*ATIVIDADES PROPOSTAS*
(a) Redigite, do texto sobre plágio e originalidade, o trecho que começa em "Segundo o site" e vai até "já foi produzido.".
(b) De acordo com o texto sobre plágio e originalidade, por que a frase citada é considerada apócrifa? Responda em uma a três frases.
(c) Prossiga com o texto sobre plágio e originalidade a partir do ponto em que ele termina.

-------- TEXTO APRESENTADO --------

Uma frase em particular, já atribuída a tantos autores no século passado a ponto de ser considerada apócrifa, dá bem a medida da relativização do conceito de originalidade em nossa época, além de ser ela própria uma "licença poética" para o plágio criativo: 



"Se você rouba de um autor, é plágio; se você rouba de vários, é pesquisa". 



Segundo o site Quote investigator, o primeiro registro desse enunciado é de 1932, seguido de variações que às vezes levavam em conta "livros" em vez de "autor", "novidade" em vez de "pesquisa", entre outras equivalências. Sua mensagem, porém, permaneceu intacta. Em outras palavras, reside na multiplicidade de vozes a base de uma linguagem original. E quanto menor o número de fontes de inspiração e de pesquisa, maior a chance de soar parecido com algo que já foi produzido.

-------- LINHAS FORNECIDAS --------

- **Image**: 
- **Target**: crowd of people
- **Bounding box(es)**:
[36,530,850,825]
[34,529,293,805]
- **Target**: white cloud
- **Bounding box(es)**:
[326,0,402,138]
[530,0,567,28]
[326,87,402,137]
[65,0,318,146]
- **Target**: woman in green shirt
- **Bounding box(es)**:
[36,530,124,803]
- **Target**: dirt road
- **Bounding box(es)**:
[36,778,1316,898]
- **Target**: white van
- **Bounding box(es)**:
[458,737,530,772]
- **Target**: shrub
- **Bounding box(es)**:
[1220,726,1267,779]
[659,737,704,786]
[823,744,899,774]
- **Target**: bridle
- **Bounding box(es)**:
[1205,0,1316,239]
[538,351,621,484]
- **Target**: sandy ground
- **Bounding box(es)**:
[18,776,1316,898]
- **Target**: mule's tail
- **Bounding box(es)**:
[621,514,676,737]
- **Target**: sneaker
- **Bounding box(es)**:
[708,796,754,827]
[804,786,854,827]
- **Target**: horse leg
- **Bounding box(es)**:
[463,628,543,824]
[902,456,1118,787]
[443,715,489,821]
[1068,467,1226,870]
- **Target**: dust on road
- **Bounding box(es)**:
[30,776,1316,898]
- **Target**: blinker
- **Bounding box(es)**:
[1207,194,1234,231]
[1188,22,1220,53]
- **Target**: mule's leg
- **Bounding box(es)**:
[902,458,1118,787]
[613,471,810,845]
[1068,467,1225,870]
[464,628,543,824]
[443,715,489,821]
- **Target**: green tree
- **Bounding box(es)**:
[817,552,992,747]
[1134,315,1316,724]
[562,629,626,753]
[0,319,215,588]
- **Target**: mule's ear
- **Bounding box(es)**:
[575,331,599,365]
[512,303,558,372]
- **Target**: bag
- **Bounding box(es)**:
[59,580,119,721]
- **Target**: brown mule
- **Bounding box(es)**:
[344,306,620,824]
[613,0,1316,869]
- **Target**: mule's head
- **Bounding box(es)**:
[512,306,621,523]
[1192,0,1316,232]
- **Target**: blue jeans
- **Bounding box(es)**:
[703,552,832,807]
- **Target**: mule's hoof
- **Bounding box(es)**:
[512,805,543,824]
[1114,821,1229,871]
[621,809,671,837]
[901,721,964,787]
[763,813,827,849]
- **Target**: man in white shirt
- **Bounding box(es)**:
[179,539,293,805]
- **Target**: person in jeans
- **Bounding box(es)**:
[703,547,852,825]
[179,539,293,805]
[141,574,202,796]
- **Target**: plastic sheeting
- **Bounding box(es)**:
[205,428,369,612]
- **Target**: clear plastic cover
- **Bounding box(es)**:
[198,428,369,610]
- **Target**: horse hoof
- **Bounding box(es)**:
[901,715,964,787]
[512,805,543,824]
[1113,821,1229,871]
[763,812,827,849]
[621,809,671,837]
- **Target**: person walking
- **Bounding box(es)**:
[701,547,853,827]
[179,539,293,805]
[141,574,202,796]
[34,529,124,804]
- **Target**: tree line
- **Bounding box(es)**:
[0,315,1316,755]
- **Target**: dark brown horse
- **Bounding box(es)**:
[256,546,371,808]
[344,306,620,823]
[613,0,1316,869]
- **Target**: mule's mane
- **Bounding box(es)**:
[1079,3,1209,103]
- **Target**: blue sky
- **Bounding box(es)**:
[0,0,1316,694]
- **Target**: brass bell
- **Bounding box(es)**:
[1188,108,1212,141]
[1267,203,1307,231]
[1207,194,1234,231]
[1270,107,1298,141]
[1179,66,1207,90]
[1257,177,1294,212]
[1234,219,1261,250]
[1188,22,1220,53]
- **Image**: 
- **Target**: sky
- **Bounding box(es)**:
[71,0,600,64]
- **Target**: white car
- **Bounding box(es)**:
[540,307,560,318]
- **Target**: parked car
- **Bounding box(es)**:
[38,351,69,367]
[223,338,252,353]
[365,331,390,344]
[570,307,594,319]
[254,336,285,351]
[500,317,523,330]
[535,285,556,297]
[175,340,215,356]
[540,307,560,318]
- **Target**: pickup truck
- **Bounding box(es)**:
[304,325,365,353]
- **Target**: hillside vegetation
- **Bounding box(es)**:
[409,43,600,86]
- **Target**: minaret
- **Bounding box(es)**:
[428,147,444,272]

--------

*RESPOSTAS DAS ATIVIDADES*
(a)
Segundo o site Quote investigator, o primeiro registro desse enunciado é de 1932, seguido de variações que às vezes levavam em conta "livros" em vez de "autor", "novidade" em vez de "pesquisa", entre outras equivalências. Sua mensagem, porém, permaneceu intacta. Em outras palavras, reside na multiplicidade de vozes a base de uma linguagem original. E quanto menor o número de fontes de inspiração e de pesquisa, maior a chance de soar parecido com algo que já foi produzido.

(b) Ela foi atribuída a tantos autores no século passado que passou a ser considerada apócrifa.

(c)
Criptomnésia
Um dos casos mais conhecidos de "roubo" na literatura talvez seja o romance Lolita, de Vladimir Nabokov, publicado em 1955. 



Diferentemente do que se imagina, a história do homem culto, que recorda seu caso tórrido com uma pré-adolescente, na verdade foi publicada pela primeira vez sob a forma de um conto pelo alemão Heinz von Lichberg, em 1916. 



O escritor e ensaísta Jonathan Lethem relata a estranha coincidência entre essas duas narrativas no artigo "O êxtase da influência", publicado em 2007 pela Harper''s. No texto, Lethem se detém sobre a possibilidade de Nabokov ter se apoderado da trama conscientemente enquanto esteve em Berlim, em 1937. 



Outra hipótese levantada pelo ensaísta é a de que um dos romances mais populares do século 20 tenha sido fruto de um fenômeno conhecido como criptomnésia, espécie de plágio "não deliberado" que ocorre quando uma memória ressurge sem que o sujeito se dê conta de sua origem, tratando-a como se fosse original.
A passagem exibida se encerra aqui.